**EXTRACT:**
━━━━━━━━━━━━━━━━━━━━
Sexy, tattooed techie John Sun is an experienced Dom who never lacks for playmates, male or female. If he can’t satisfy Robin’s cravings, maybe no one can—after all, he knows her better than anyone. So he offers to help her master the art of submission for one month.
Robin eagerly agrees to John’s terms, even the pesky little rule forbidding any friendship-ruining sex. But rules are made to be broken, and once they begin their stimulating sessions, it’s not long before she’s ready to beg him for more—much more...
60,000 words
Dear Reader,
It’s unbelievable to me that the holiday season is here already. I feel as though I was just stuffing myself full of holiday cookies, spiced wine and all of the wonderful chocolates sent to me during the holidays. But here we are again in what some call the season of joy, while others call it “the season where I avoid all shopping malls for at least two months.” If you’re one of those avoiding all of the seemingly endless holiday tasks, preparations and shopping, let us help you procrastinate with another fantastic lineup of books. If you’re one who revels in the season of joy, not to worry, these books will only add to your enjoyment of the season.
This month, we have so many returning authors who are fan favorites, I’m not sure where to start. So instead, I’ll start with those who are new, either to readers, to Carina Press, or both. Beginning with debut author Michele Mannon, whose book first came to my attention two years ago during a cold-reads session at a meeting of New Jersey Romance Writers. During that session, I gave Michele some suggestions for strengthening her opening and she worked on it for several months before going on to win a few contests and eventually pitching it to me, at which point I acquired it with great enthusiasm. I hope you’ll check out her fantastic love story of a former ballerina turned ring girl and a brooding, sexy fighter in Knock Out, book one of the Worth the Fight trilogy. And don’t mind me while I claim partial credit for the opening line...
Joining Michele with a debut book is Timothy S. Johnston and his science-fiction thriller. It’s Agatha Christie meets Michael Crichton in The Furnace as homicide investigator Kyle Tanner travels to a remote space station to solve a mysterious death that may have enormous consequences for the human race.
Our third debut author makes her appearance in one of my annual holiday collections. These have become a tradition at Carina Press, and one that I love, since I get a chance to work with a new variety of authors every year. This year, we have four collections. Last month saw the release of two of them: Gift of Honor, a military holiday collection, and Season of Seduction, an erotic holiday collection.
━━━━━━━━━━━━━━━━━━━━
**WORK TO DO:**
[1] From the extract above, quote the passage from "Joining Michele with" up to and including "the human race.".
[2] Shorten the paragraph of the extract that begins "Our third debut author," keeping its main facts.

**SUPPLIED DATA:**
━━━━━━━━━━━━━━━━━━━━
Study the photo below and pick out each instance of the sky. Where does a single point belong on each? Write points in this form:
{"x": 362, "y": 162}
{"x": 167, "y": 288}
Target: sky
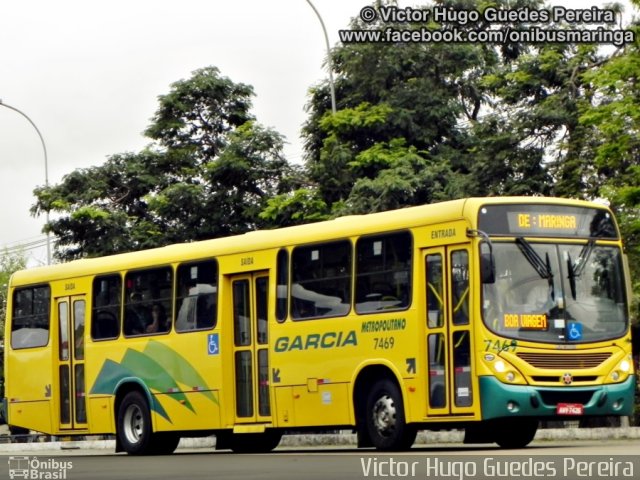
━━━━━━━━━━━━━━━━━━━━
**SOLUTIONS IN ORDER:**
[1]
Joining Michele with a debut book is Timothy S. Johnston and his science-fiction thriller. It’s Agatha Christie meets Michael Crichton in The Furnace as homicide investigator Kyle Tanner travels to a remote space station to solve a mysterious death that may have enormous consequences for the human race.

[2] The third debut author appears in one of the annual holiday collections, a Carina Press tradition the letter writer loves for the new variety of authors it brings each year. There are four collections this year. Two came out last month: Gift of Honor, a military holiday collection, and Season of Seduction, an erotic holiday collection.